* _Activity_
Whenever a line in the records below contains "before", pick it out.
*** Opening of Entries supplied ***
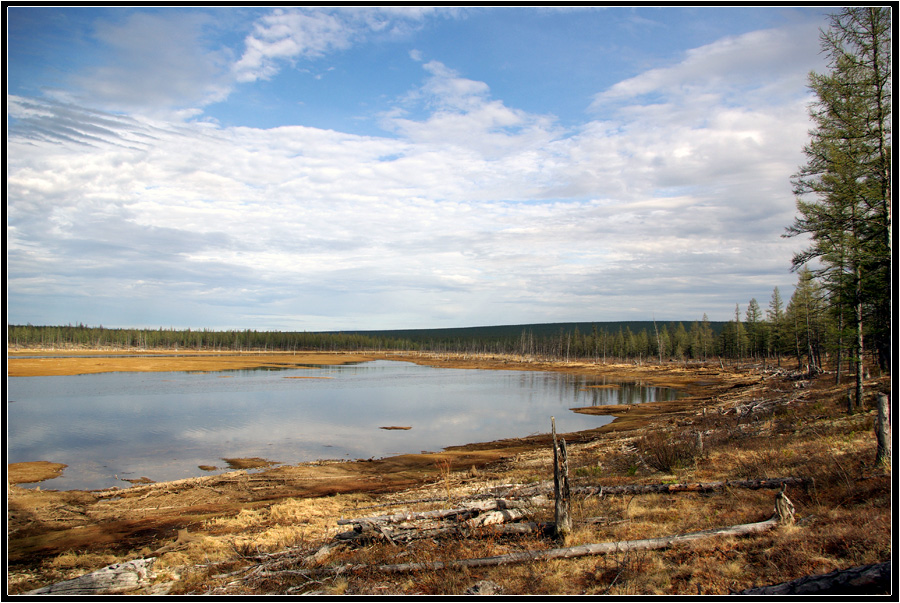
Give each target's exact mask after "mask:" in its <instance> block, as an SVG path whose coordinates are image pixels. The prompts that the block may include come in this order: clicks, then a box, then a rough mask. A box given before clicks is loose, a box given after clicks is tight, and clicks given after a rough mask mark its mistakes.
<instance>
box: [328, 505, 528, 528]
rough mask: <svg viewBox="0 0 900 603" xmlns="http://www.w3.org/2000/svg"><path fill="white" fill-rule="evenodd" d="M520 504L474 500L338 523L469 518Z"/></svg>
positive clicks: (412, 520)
*** Close of Entries supplied ***
*** Opening of Entries supplied ***
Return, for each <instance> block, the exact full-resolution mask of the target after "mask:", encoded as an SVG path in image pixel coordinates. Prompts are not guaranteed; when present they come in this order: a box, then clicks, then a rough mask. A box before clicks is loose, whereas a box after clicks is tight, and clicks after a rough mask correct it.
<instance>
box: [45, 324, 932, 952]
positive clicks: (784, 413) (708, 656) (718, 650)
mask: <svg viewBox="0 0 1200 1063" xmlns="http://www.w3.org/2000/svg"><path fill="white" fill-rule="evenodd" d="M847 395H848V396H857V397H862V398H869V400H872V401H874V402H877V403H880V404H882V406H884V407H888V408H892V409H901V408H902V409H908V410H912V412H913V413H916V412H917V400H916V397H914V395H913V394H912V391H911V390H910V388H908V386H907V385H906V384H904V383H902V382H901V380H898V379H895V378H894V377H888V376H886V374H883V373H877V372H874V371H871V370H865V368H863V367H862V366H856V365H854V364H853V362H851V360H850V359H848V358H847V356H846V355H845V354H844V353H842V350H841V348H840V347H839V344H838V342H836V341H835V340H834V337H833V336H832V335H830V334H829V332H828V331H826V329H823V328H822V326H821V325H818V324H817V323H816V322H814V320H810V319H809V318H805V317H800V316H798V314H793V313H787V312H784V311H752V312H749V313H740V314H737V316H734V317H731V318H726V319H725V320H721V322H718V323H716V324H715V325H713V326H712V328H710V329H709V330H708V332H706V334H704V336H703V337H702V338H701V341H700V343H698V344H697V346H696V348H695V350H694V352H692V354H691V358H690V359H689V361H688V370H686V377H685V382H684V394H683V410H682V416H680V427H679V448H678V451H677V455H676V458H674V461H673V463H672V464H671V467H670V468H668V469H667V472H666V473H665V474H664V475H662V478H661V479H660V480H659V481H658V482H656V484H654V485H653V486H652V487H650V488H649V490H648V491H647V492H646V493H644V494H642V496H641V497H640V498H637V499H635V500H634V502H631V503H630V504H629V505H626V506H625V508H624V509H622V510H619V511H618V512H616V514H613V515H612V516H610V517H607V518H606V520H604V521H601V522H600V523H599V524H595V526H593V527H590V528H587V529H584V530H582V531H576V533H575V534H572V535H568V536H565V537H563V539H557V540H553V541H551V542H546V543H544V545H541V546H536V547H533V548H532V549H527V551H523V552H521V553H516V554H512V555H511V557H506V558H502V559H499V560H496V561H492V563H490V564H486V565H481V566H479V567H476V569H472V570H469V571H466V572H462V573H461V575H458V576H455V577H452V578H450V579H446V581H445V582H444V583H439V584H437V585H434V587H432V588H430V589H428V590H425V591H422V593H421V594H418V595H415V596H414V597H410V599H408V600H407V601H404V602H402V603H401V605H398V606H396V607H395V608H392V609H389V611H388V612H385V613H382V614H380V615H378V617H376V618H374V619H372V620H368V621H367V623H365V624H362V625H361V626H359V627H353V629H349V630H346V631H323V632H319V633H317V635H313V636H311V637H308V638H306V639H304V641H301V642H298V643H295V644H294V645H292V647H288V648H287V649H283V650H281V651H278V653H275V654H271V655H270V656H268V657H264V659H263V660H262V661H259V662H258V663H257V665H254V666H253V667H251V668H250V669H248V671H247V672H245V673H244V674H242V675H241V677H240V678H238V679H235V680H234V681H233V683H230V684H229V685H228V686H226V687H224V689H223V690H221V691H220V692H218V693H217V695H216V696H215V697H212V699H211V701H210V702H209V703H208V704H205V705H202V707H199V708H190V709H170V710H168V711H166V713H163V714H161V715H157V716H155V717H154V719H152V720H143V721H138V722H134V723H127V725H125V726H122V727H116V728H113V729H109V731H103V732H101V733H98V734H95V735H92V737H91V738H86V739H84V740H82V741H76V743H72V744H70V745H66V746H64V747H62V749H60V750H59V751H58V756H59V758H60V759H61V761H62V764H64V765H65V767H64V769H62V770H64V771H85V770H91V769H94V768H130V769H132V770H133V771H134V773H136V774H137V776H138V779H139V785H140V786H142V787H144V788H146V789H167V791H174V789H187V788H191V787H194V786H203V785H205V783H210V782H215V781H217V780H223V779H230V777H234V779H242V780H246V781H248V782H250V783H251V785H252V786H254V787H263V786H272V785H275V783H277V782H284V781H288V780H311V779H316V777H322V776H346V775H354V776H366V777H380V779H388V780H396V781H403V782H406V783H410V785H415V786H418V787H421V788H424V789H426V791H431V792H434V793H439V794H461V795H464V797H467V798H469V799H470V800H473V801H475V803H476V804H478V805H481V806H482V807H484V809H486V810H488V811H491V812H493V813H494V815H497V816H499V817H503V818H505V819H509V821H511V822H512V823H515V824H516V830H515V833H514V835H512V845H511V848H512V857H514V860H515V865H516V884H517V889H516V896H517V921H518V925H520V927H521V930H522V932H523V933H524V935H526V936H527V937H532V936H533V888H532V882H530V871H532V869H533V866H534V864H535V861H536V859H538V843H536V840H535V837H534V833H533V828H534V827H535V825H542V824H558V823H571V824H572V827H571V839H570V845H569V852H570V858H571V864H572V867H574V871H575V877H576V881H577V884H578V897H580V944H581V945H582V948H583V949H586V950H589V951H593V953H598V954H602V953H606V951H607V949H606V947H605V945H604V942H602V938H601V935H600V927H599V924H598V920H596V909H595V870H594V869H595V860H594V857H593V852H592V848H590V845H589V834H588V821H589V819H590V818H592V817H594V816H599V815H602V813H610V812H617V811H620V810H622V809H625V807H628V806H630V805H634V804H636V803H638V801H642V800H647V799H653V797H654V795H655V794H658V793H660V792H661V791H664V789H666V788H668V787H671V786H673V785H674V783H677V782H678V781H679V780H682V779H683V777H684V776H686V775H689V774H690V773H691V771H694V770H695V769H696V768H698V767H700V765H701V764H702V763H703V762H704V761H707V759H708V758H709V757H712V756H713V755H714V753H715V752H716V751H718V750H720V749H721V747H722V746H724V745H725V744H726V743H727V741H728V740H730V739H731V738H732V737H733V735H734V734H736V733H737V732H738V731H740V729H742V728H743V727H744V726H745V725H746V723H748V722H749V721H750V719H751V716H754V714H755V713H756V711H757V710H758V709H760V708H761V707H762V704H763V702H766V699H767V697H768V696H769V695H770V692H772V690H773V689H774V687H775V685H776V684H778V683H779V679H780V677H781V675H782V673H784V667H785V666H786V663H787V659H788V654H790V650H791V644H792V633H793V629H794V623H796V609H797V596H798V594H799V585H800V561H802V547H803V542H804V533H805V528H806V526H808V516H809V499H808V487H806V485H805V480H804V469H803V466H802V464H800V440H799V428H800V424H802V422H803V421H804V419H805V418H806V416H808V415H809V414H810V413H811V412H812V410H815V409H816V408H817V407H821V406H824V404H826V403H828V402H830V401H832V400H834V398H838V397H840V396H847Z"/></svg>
*** Close of Entries supplied ***
*** Opening of Entries supplied ***
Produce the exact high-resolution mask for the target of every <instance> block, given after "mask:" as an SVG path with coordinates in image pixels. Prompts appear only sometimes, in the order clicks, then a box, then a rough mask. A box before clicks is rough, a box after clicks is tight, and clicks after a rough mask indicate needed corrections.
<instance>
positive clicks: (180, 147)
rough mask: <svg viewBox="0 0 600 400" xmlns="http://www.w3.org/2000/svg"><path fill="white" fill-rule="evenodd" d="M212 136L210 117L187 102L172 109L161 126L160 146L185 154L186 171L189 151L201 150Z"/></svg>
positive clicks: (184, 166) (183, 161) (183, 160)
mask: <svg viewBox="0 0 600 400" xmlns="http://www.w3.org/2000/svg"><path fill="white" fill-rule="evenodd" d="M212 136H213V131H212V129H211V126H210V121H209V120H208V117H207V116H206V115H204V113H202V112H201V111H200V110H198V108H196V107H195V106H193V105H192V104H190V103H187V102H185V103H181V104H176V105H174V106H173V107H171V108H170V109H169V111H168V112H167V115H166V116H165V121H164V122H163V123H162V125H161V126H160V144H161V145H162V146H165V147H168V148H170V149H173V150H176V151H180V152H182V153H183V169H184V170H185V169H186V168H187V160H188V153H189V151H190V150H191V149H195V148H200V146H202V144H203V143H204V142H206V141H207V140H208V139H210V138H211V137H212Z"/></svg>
*** Close of Entries supplied ***
* _Answer space_
Give each target's exact mask after "mask:" in its <instance> block, as an SVG path whose coordinates are image pixels. The prompts that the block may include come in this order: clicks, then a box, then a rough mask. A box given before clicks is loose, a box given after clicks is tight, and clicks given after a rough mask mark its mistakes.
Return, for each <instance> block, the exact full-resolution mask of the target after "mask:", encoded as an SVG path in image pixel coordinates. Prompts are not guaranteed; when present they come in this order: a box, then clicks, then a rough mask. A box before clicks is loose, whereas a box after clicks is tight, and clicks after a rough mask correct it.
Produce the exact high-resolution mask for the target of every <instance> block, given after "mask:" as an SVG path with coordinates in image pixels. Prompts appear only sometimes, in the order clicks, then a box, then a rough mask. A box before clicks is rough, a box after clicks is tight, and clicks after a rough mask indicate needed corrections.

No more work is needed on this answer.